The records that follow need to be output exactly as they are.

Stored data:
□ □ □ □

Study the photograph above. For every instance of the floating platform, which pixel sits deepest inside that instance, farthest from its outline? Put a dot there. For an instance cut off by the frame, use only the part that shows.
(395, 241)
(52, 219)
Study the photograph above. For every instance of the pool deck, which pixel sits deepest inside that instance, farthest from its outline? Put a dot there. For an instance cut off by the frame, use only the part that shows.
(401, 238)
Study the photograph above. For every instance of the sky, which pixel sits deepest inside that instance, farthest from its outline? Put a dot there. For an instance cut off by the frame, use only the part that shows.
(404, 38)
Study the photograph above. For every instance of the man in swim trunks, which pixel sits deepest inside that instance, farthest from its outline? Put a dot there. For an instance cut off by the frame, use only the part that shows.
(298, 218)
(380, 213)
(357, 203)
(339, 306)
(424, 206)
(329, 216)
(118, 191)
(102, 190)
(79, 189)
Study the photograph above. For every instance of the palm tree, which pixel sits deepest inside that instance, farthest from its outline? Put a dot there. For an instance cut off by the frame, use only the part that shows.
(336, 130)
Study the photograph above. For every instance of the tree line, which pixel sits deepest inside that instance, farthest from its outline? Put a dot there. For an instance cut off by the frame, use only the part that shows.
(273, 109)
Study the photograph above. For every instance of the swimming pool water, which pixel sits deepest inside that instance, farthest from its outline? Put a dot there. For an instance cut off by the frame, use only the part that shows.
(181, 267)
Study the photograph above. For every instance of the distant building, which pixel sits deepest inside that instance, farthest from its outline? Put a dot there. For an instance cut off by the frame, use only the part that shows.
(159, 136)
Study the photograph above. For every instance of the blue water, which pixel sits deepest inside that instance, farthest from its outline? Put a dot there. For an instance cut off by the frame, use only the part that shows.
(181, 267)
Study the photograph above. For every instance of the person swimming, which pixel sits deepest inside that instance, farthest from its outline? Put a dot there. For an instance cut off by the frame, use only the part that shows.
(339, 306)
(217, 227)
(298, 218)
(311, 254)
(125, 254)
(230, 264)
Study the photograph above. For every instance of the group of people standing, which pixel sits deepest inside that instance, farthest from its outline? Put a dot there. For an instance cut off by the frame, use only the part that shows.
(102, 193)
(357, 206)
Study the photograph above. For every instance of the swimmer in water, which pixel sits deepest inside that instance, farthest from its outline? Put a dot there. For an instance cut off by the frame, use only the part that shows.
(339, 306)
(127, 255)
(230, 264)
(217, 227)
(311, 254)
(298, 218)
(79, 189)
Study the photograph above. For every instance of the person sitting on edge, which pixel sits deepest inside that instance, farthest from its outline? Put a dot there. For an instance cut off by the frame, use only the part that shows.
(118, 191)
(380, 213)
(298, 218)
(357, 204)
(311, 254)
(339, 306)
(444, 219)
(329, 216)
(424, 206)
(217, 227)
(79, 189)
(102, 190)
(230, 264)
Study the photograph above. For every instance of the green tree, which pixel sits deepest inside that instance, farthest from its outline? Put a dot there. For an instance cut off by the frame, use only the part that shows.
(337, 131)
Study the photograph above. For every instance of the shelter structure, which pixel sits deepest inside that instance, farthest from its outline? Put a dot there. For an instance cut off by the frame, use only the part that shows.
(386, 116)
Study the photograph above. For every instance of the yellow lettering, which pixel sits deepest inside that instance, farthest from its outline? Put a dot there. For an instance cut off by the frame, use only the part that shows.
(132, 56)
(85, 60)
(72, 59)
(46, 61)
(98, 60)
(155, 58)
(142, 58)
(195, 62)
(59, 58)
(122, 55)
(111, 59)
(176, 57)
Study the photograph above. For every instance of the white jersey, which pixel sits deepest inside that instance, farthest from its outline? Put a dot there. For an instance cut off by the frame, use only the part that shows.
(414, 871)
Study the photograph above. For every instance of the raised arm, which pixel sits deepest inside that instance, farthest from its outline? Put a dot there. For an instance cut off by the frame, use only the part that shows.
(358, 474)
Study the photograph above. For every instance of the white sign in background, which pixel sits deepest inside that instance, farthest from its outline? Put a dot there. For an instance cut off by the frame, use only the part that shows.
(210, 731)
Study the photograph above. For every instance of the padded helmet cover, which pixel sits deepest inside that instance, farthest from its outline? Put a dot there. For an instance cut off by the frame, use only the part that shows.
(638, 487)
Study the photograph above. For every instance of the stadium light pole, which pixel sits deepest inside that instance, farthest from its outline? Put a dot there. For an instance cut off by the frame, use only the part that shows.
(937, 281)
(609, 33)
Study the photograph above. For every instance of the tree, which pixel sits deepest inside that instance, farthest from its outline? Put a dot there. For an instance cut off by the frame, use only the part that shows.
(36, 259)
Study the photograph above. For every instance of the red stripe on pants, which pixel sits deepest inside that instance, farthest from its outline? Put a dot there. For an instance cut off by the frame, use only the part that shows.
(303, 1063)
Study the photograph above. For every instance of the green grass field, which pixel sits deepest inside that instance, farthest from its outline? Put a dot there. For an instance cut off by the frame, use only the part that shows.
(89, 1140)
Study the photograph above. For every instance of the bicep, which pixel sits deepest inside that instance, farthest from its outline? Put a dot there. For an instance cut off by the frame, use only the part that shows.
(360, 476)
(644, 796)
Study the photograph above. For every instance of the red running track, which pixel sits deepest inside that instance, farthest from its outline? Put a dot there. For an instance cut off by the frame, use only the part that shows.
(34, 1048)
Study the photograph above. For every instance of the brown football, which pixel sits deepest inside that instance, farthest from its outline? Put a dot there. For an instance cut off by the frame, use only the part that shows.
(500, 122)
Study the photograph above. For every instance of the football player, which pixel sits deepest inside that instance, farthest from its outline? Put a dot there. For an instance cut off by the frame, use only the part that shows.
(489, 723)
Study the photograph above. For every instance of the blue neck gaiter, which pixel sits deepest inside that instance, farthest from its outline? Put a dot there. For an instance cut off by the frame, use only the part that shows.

□ □ □ □

# [YOUR SOLUTION]
Study the photograph above. For every instance of the floating platform, which pixel sits deepest inside that instance, farthest from its outline? Put a dot there. For an instance cut off by the frame, use only the part that shows.
(395, 241)
(52, 219)
Study the photograph above. For every instance of the pool deck, which pixel sits deepest inside that instance, farthest from its outline? Put a dot there. For an instance cut off by the frame, use only the part that shows.
(401, 238)
Study the photograph above. For every instance of the sky, which pixel sits deepest inside that instance, farthest from its outline? Put a dot there. For an instance cut off by the frame, use only the part that shows.
(404, 38)
Study the photograph above. For every instance of the man in swim trunks, which pixel sits deepest inside that instance, farthest from its outline? Put a dot there. For an instance cut off by the frame, use only the part that shows.
(298, 218)
(380, 213)
(357, 203)
(339, 306)
(424, 206)
(329, 216)
(118, 191)
(102, 190)
(79, 189)
Study the photograph above. For every instance of the palm tree, which pixel sits deepest inside that instance, farthest from its outline? Put a dot there. For an instance cut off by the frame, use only the part that shows.
(336, 130)
Study the photograph above. For every instance of the tree line, which pixel sits deepest inside that instance, farthest from its outline? Put a dot there. For an instance cut off by the frame, use only the part that shows.
(273, 109)
Study the photograph above. For every instance of the swimming pool water, which pixel sits deepest inside that instance, farthest from its outline? Put a dot there. For an instance cut off by the frame, use only the part that shows.
(181, 267)
Study the photograph above. For every instance of the distant building, which pixel sits deepest inside that instance, farthest from its outline? Put a dot there. For an instance cut off by the frame, use only the part that shows.
(159, 136)
Study the photograph above. For every instance of the blue water, which pixel sits deepest inside that instance, farthest from its outline? Put a dot there. For an instance cut off by the frame, use only the part that shows.
(181, 267)
Study the photograph above. For every instance of the person swimming, which pixel sits deepest inside that instance, farthest from its outline? Put a dot there. For an instance cut off by the frame, use only the part that shows.
(339, 306)
(217, 227)
(298, 218)
(311, 254)
(125, 254)
(230, 264)
Study the photograph above. For every instance of the group of people standing, which pixel sits deepest inside that instance, farthest from its outline? Put a dot there. For an instance cut off by the frame, use only the part that shows.
(102, 193)
(357, 206)
Study the photograph above. For every instance of the swimmer in water, which pixel sits deepest inside that instance, farthest from its outline? Put a dot there. For an instance cut off by the frame, use only the part that shows.
(339, 306)
(127, 255)
(230, 264)
(217, 227)
(311, 254)
(298, 218)
(79, 189)
Study the photograph above. For every instance of the person sitting on edge, which pixel sits deepest inside that instance, farthest from its outline? Put a dot there. For an instance cut off by the frame, use only the part that shows.
(118, 191)
(380, 213)
(298, 218)
(357, 204)
(311, 254)
(339, 306)
(444, 219)
(329, 216)
(424, 206)
(217, 227)
(79, 189)
(102, 190)
(230, 264)
Study the photograph above. For every instance of the green tree, which pixel sits deepest inside that instance, farthest from its outline? Put a dot there. For an instance cut off by the frame, use only the part that shows.
(337, 131)
Study the photograph above. For every instance of the shelter structure, which pixel sits deepest inside that instance, farthest from its outline? Put a dot there. For an instance cut off by the frame, use only the part that shows.
(386, 116)
Study the photograph above. For every instance of the yellow lettering, which pixel sits deepest inside that instance, farthest from its outline? Put a dot there. For an instance cut off by the frame, use only the part that shows.
(132, 56)
(85, 60)
(72, 59)
(46, 61)
(98, 60)
(155, 58)
(142, 58)
(195, 62)
(59, 58)
(122, 55)
(111, 59)
(176, 57)
Study the photograph above. For every instance of the white jersey, which pixel sits deepest inside that instance, farthest from its outline? Put a dot there. For an instance cut off by the frame, use only the part that shows.
(414, 871)
Study the photograph above. For every instance of the raised arm, which pixel sits deepest inside that instance, farthest from its outline? Put a dot there. For an instance cut off by the frame, use only the part that shows.
(358, 474)
Study the photograph above. For every instance of the white sign in background, which pixel sits deepest inside that instance, farthest from its outline? Put a dot there. For an instance cut off by the frame, use only the part that shows.
(210, 731)
Study the photograph above. For every instance of the padded helmet cover, which pixel sits deepest inside that instance, farthest from its outline? Put a dot there. For an instance cut off by the frame, use only the part that shows.
(638, 487)
Study the photograph above. For every instance of the stadium light pole, which pixel sits deepest inside that instance, farthest from its outline? Put a dot there. For an instance cut off by the frame, use only the part that shows.
(937, 281)
(609, 33)
Study the photograph above. For every instance of the tree, which pixel sits deepest inside that instance, farthest from its outline? Put a dot there. For an instance cut off by the frame, use only the part that shows.
(36, 259)
Study the photograph above. For every instance of the red stripe on pants, which pixel sits deepest inside that instance, farthest from its outline? Put a dot there. For an instance cut off by the frame, use only the part that shows.
(303, 1063)
Study the photograph above. For every instance of the green grass field, which pixel sits deepest inside that instance, farthest from its outline? Put a dot there. For an instance cut off by the frame, use only the part that shows.
(89, 1140)
Study the photograph above. For every instance of the bicep, which pixel sits deepest inside that instance, farthest from its outline? Put a dot there. For an instance cut off by the frame, use only the part that shows.
(360, 476)
(644, 796)
Study the photograph above. For every instance of the red running track, which pixel sits deepest inside that instance, farthest from its outline? Put a dot there. For an instance cut off by the frame, use only the part that shows.
(34, 1048)
Study the photograph above. For every instance of the brown football, which pixel sits deepest inside that instance, farthest from its outline? Put a dot there. For an instance cut off by the frame, use only the part that shows.
(500, 122)
Study the photograph above. For every instance of the football player, which pixel sits deepest inside that instance, farthest from its outline? Put a dot there. For an instance cut off by the frame, use only the part that shows.
(489, 723)
Study the photograph above. For every instance of the blue neck gaiter, which pixel sits deepest inside that instance, farthest from its outline? Put a dot there. For an instance cut off by the frame, use only the part that shows.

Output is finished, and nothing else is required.